- _Task directions_
Return each line in the records below that includes "list".

- _Information_
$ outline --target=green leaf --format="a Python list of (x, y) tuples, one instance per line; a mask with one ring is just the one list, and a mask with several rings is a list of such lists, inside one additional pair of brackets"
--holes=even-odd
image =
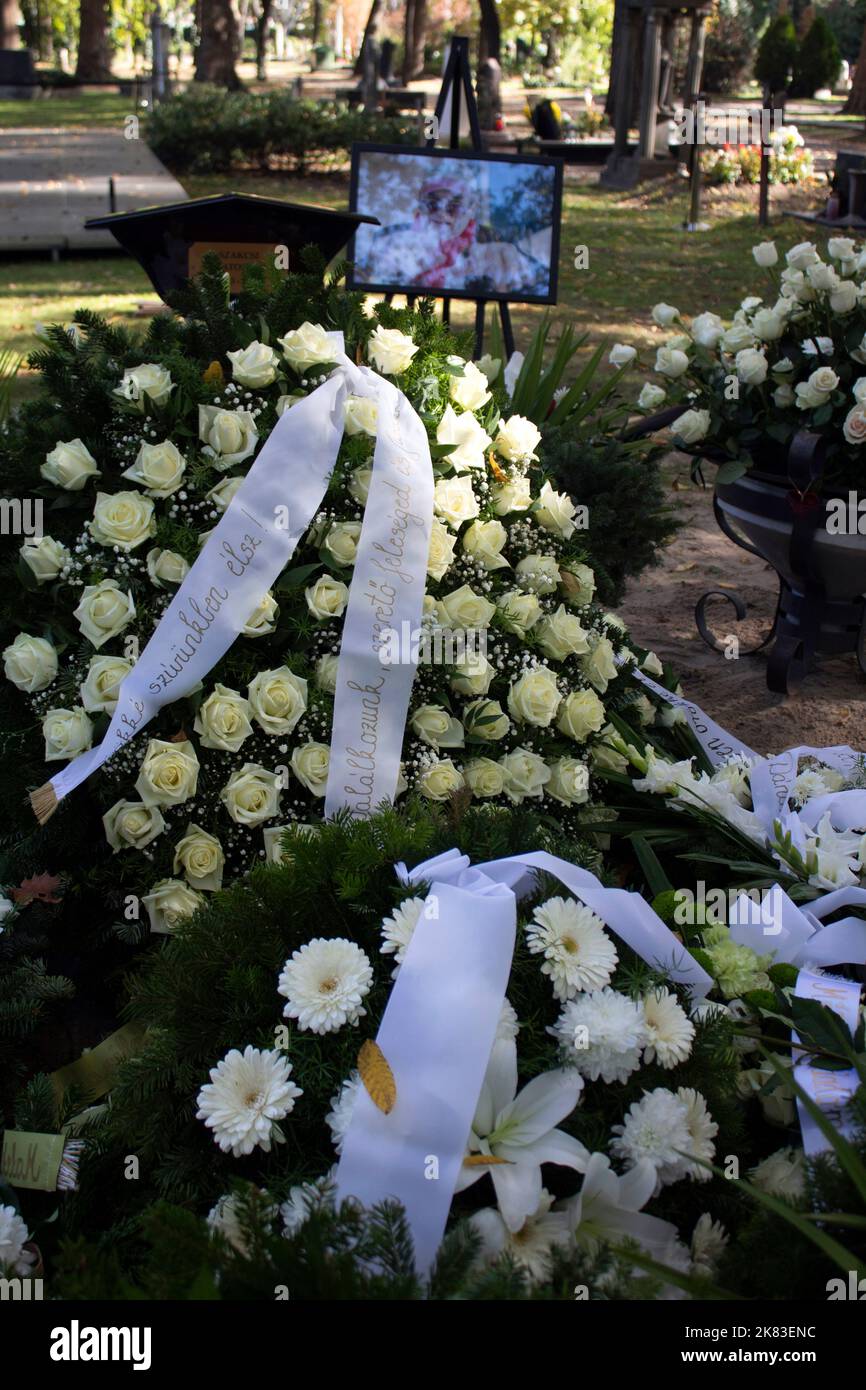
[(630, 835), (637, 861), (654, 897), (673, 889), (673, 884), (661, 866), (658, 855), (643, 835)]
[(742, 478), (743, 474), (748, 472), (748, 469), (749, 465), (743, 459), (729, 459), (727, 463), (719, 465), (716, 482), (735, 483), (738, 478)]
[(274, 588), (281, 594), (288, 593), (291, 589), (300, 589), (301, 585), (318, 569), (321, 569), (318, 560), (312, 565), (296, 565), (294, 569), (286, 570), (285, 574), (280, 575)]

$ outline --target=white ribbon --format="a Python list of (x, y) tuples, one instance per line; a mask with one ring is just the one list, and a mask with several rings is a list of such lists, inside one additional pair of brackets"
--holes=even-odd
[[(625, 658), (617, 662), (618, 665), (625, 665)], [(629, 666), (628, 673), (634, 676), (636, 681), (645, 685), (654, 695), (658, 695), (662, 700), (666, 700), (669, 705), (676, 709), (681, 709), (689, 726), (692, 729), (698, 743), (703, 748), (713, 767), (721, 767), (730, 758), (739, 756), (743, 758), (756, 758), (758, 755), (745, 743), (741, 743), (734, 734), (729, 734), (727, 729), (723, 729), (714, 719), (696, 705), (693, 700), (687, 700), (682, 695), (675, 695), (672, 690), (666, 690), (657, 681), (650, 680), (649, 676), (644, 675), (636, 666)]]
[(329, 337), (339, 348), (336, 370), (274, 426), (121, 685), (102, 743), (51, 778), (58, 800), (163, 705), (188, 695), (232, 645), (319, 509), (350, 392), (376, 400), (378, 431), (337, 668), (326, 814), (348, 806), (365, 818), (393, 800), (415, 667), (409, 653), (385, 667), (376, 648), (381, 629), (421, 621), (433, 515), (430, 450), (402, 392), (350, 362), (342, 334)]
[(429, 883), (377, 1042), (397, 1100), (385, 1115), (363, 1090), (337, 1168), (337, 1197), (365, 1206), (403, 1204), (419, 1272), (426, 1274), (445, 1231), (455, 1185), (499, 1022), (514, 952), (518, 897), (539, 872), (585, 902), (648, 964), (702, 999), (712, 980), (636, 893), (605, 888), (594, 874), (543, 851), (471, 867), (448, 850), (403, 883)]
[[(828, 928), (829, 930), (829, 928)], [(810, 970), (801, 970), (797, 976), (794, 993), (800, 999), (817, 999), (828, 1009), (833, 1009), (848, 1025), (852, 1035), (857, 1031), (860, 1016), (860, 986), (851, 980), (840, 980), (835, 976), (815, 975)], [(796, 1033), (793, 1040), (798, 1041)], [(794, 1080), (823, 1111), (831, 1124), (835, 1125), (846, 1139), (853, 1139), (856, 1126), (848, 1113), (848, 1102), (860, 1085), (856, 1067), (840, 1071), (828, 1071), (824, 1067), (813, 1066), (811, 1062), (796, 1062)], [(803, 1148), (809, 1155), (828, 1149), (830, 1145), (817, 1121), (809, 1114), (806, 1106), (797, 1097), (797, 1111), (800, 1116), (800, 1129), (803, 1134)]]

- _Written response_
$ outline --target=green leaf --format="a Python list of (x, y) tuples, one instance per line; a mask with one ring is just the one list, and a mask with several rings is a list of such lists, inside one additional pair of brackets"
$ outline --target=white ribbon --format="a Python list of (x, y) tuples, one instance per line; a mask with one ring is just the one list, and a mask with several rings is a list of such lists, inside one additional pair of brackets"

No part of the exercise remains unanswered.